SET EXERCISE ▸ Print every one of the rows below without changing a word, and omit the pictures.
+===+
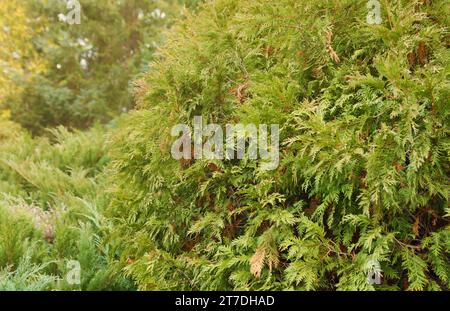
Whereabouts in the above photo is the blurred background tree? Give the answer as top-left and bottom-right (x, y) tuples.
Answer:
(0, 0), (196, 134)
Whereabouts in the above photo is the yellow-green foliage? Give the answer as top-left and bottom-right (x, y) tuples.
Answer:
(0, 121), (129, 290)
(110, 0), (450, 290)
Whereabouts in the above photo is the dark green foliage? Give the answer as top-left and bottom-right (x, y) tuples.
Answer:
(0, 0), (187, 134)
(0, 120), (133, 290)
(109, 0), (450, 290)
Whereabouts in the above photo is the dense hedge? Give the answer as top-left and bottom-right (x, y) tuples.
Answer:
(109, 0), (450, 290)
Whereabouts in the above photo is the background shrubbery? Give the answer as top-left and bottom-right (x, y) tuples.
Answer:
(0, 0), (450, 290)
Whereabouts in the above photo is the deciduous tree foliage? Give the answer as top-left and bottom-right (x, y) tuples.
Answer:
(0, 0), (186, 134)
(108, 0), (450, 290)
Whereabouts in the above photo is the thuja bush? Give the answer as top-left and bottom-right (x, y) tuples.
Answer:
(109, 0), (450, 290)
(0, 119), (133, 290)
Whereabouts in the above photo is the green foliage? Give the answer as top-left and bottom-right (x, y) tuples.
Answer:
(108, 0), (450, 290)
(0, 0), (189, 134)
(0, 122), (133, 290)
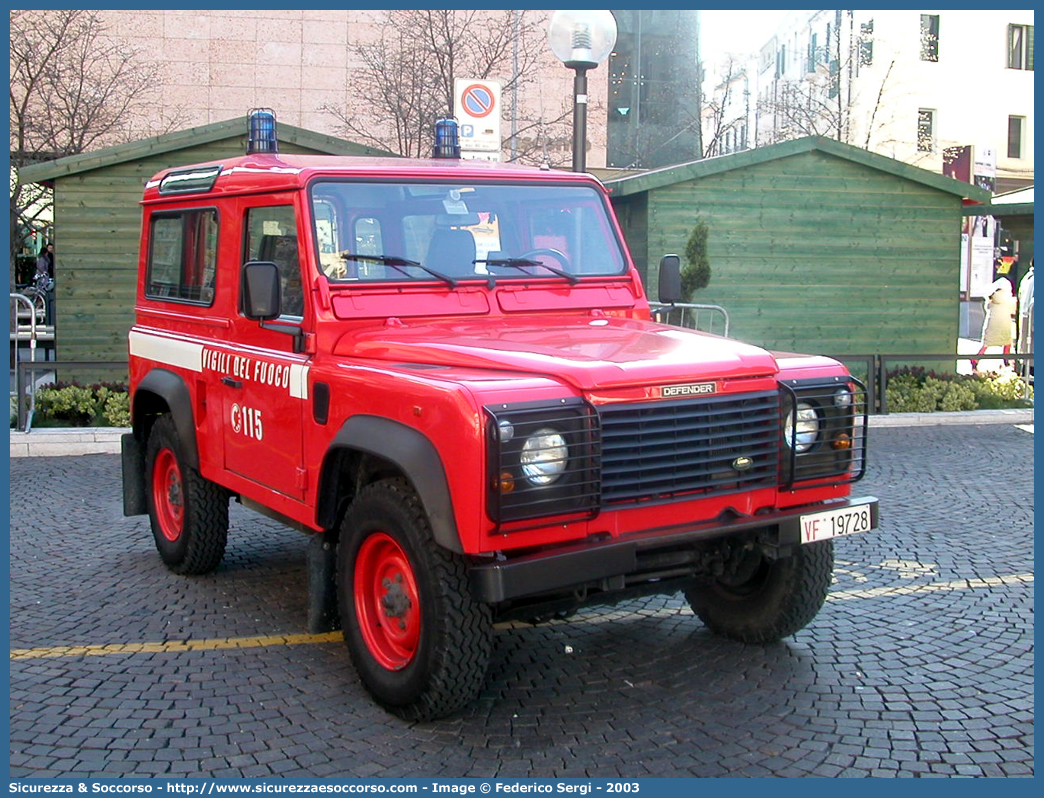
+===+
TASK RESULT ▸
Whereabouts in the above photo is the blurred background tree? Give the answer as top-left and bottom-right (x, y) tuples.
Answer:
(0, 0), (196, 134)
Whereabouts in the above photo is the yellow-green foliage? Give the answer as top-left and bottom-right (x, y) tuples.
Answer:
(0, 121), (129, 290)
(110, 0), (450, 290)
Whereabouts in the above photo is the dark green foliage? Give the answer as top-left and bottom-right (x, y) tuples.
Answer:
(0, 0), (187, 134)
(0, 120), (133, 290)
(109, 0), (450, 290)
Whereabouts in the above photo is the dense hedge? Give the answer as top-left and bottom-right (x, y) tuples.
Answer:
(109, 0), (450, 290)
Whereabouts in the above photo is the background shrubbery? Give the answer as top-left and bottom-right (x, y) tuples.
Answer:
(0, 0), (450, 290)
Whereabouts in the above photo is the deciduous tree foliage? Give the answer as top-left and bottom-right (x, y) tuples.
Answer:
(0, 0), (186, 134)
(108, 0), (450, 290)
Whereabouts in the above photo is the thuja bush? Give the answer as top-left and bottom-right (x, y) tuples.
Answer:
(109, 0), (450, 290)
(0, 119), (133, 290)
Whereabouts in the above photo is the green foliage? Give the answer as top-left and bottom-right (x, y) tuples.
Answer:
(108, 0), (450, 290)
(0, 0), (189, 134)
(0, 122), (133, 290)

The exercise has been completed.